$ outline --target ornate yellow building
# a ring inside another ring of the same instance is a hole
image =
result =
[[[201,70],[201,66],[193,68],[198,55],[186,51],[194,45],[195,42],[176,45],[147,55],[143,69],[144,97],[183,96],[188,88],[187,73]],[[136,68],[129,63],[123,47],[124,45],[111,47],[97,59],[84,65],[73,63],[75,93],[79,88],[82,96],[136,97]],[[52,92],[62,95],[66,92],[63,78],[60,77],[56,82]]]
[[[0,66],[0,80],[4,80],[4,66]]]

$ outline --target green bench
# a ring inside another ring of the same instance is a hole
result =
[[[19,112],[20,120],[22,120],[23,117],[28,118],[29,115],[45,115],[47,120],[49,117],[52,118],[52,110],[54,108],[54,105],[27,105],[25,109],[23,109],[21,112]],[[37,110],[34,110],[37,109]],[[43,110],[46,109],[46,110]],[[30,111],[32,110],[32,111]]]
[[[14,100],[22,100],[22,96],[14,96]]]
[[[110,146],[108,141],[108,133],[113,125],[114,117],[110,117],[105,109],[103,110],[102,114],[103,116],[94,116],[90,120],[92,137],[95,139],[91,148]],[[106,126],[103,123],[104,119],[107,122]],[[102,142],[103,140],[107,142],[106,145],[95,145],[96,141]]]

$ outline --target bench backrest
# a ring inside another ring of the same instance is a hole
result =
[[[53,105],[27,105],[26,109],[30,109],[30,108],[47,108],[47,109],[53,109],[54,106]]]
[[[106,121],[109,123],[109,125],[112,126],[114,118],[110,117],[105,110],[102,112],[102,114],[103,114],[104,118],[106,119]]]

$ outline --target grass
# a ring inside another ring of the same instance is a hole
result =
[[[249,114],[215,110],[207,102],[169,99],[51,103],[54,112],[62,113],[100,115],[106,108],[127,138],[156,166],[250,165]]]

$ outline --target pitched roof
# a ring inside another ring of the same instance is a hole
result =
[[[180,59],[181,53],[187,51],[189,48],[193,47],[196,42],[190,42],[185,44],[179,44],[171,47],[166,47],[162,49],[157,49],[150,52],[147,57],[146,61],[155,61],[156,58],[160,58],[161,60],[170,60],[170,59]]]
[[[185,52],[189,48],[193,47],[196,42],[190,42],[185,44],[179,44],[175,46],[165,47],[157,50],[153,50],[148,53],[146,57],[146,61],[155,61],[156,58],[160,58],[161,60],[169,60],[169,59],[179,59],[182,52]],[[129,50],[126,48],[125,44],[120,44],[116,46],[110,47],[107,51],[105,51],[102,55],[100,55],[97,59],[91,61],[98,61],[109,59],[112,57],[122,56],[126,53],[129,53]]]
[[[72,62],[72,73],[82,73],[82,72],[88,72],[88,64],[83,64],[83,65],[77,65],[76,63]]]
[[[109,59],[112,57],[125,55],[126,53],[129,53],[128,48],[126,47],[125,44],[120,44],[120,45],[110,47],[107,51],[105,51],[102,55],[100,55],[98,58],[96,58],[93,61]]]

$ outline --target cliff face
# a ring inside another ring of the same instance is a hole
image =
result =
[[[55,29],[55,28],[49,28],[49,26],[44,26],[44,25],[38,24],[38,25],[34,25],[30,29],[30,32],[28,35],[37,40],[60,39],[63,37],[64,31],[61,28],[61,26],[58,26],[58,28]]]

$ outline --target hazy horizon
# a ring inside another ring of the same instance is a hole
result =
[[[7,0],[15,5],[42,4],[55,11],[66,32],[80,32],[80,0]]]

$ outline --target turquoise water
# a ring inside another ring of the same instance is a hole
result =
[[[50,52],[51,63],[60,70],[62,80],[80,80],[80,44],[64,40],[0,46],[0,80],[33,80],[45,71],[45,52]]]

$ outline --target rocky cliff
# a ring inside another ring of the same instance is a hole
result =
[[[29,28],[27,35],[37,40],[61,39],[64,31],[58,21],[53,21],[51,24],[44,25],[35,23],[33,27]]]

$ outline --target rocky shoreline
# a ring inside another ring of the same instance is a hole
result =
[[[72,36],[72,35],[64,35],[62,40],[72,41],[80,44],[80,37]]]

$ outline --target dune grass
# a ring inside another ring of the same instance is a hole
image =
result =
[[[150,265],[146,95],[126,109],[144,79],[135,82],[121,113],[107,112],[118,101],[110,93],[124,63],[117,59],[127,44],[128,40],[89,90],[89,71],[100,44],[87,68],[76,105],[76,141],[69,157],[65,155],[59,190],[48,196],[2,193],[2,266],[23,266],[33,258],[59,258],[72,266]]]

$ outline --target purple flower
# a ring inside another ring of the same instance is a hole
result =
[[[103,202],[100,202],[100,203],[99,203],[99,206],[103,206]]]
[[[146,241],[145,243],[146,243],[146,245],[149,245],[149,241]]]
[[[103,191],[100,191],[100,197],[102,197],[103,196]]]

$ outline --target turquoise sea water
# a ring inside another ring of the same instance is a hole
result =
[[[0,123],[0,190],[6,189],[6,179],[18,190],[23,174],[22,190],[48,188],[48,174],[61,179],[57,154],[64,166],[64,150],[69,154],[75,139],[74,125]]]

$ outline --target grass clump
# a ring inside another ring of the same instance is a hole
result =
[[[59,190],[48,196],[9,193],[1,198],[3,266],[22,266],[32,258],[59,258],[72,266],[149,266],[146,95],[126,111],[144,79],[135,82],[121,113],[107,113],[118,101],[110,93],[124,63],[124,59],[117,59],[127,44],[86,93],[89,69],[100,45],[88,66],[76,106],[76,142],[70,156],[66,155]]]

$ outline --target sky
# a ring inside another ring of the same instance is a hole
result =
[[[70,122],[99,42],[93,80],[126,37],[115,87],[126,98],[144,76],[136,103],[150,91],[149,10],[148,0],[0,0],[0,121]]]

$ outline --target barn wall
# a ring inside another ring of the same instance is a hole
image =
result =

• **What you should do**
Update the lines starting at the one containing "outline --target sky" and ending at the end of the records by replacing "barn wall" with "brick wall" and changing nothing else. Output only those lines.

• **Exercise solution**
$ outline --target sky
# a ring inside another ring of the same instance is a hole
result =
[[[70,122],[99,42],[93,80],[126,37],[115,87],[126,98],[144,76],[136,103],[150,91],[149,10],[148,0],[0,0],[0,121]]]

$ outline --target brick wall
# a ring inside another ring of the same instance is a hole
image =
result =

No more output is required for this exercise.